### EXERCISE INSTRUCTIONS:
Update the rows that run from the line containing "Pin the sea" through the end of the rows, changing "agriculture field log" to "coastal survey log" and leaving everything else as it is.

### EXERCISE MATERIAL:
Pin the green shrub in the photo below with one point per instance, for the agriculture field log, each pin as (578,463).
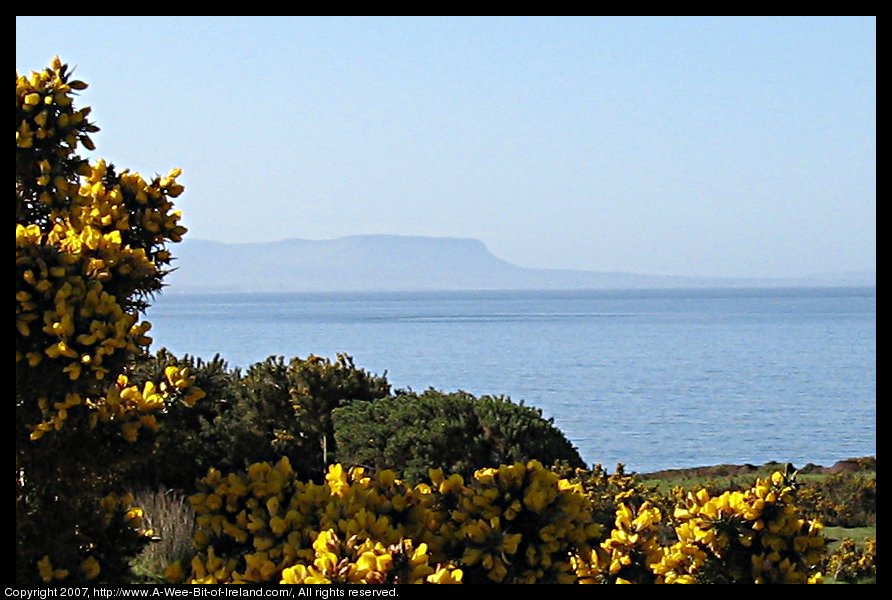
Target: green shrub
(456,432)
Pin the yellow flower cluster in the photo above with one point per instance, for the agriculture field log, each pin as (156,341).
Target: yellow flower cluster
(632,547)
(368,562)
(756,534)
(129,405)
(514,523)
(851,563)
(90,243)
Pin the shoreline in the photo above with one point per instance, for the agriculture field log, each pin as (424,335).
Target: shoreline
(849,465)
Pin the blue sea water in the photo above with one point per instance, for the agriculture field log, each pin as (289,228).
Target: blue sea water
(650,378)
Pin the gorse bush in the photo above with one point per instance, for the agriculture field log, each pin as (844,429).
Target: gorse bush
(853,562)
(519,523)
(91,247)
(310,471)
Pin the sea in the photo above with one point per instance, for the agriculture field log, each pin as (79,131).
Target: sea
(652,379)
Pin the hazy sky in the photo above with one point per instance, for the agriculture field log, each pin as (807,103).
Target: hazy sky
(715,146)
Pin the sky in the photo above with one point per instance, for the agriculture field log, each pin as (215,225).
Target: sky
(741,147)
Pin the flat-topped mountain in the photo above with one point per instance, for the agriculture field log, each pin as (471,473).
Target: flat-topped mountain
(401,263)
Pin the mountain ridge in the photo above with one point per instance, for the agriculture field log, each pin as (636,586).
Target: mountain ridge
(414,263)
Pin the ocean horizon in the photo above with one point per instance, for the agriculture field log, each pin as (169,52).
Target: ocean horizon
(651,378)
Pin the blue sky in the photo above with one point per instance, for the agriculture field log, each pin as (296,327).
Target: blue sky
(689,146)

### TASK ANSWER:
Pin the sea in the photo above with one point per instance, for the coastal survey log, each pin as (79,131).
Target: sea
(652,379)
Pin the hazy sky in the photo above with one point per instance, for the coastal survey log, each pin as (807,103).
Target: hazy sky
(715,146)
Pin the sky in the photo above with one point per instance, for the coastal survey log, each pin as (215,225).
Target: sky
(741,147)
Pin the flat-topped mountain in the photo above with one point per instance, for the coastal survey log, each pin as (471,473).
Target: flat-topped mountain
(401,263)
Pin the mountain ridge in the photo above with one point per instance, for the coastal survey log, each pin as (636,586).
Target: mountain ridge
(414,263)
Pin the ocean horizon in the photo above with one point per instance, for the coastal survey log, each pin as (169,52).
Target: ocean horizon
(651,378)
Pin the blue sky in the photo above with one point per instance, for the coastal survey log, each pin as (296,327).
Target: blue sky
(689,146)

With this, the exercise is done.